* [Information shown]:
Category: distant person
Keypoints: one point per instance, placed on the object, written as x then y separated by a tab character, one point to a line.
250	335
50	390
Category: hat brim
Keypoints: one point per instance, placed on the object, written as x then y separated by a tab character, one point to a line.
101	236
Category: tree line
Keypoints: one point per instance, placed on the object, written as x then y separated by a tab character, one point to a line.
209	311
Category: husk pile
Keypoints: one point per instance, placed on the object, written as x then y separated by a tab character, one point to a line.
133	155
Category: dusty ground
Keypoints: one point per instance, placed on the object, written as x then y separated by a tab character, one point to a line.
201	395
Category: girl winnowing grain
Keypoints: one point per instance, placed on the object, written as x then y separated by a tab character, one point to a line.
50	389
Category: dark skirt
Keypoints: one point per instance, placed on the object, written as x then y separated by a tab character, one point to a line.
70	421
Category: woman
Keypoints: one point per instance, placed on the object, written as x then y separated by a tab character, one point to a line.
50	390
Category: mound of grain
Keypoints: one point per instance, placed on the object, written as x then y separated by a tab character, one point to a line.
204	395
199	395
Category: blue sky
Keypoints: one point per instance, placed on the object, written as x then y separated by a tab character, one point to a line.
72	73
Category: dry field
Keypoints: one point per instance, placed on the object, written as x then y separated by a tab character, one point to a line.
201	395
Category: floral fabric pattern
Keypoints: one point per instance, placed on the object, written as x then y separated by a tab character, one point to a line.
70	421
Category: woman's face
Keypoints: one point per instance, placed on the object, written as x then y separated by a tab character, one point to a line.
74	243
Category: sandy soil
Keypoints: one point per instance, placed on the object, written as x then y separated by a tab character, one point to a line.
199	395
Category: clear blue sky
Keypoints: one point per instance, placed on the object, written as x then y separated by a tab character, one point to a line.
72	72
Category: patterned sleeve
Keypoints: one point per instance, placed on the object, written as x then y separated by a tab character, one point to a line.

* [Exercise instructions]: Copy out each line of the material above, word for word, from the first down to the line containing "Category: husk pile". Add nothing.

* [Answer area]:
Category: distant person
Keypoints: one point per instance, placed on the object, written as x then y separated by a tab character, one point to a line.
250	335
50	390
Category: hat brim
Keypoints: one point per instance, placed on the object, written as x then y separated by a tab character, one point to a line.
101	236
Category: tree line
Keypoints: one point per instance, placed on the object, written as x then y separated by a tab character, one point to a line.
209	311
Category: husk pile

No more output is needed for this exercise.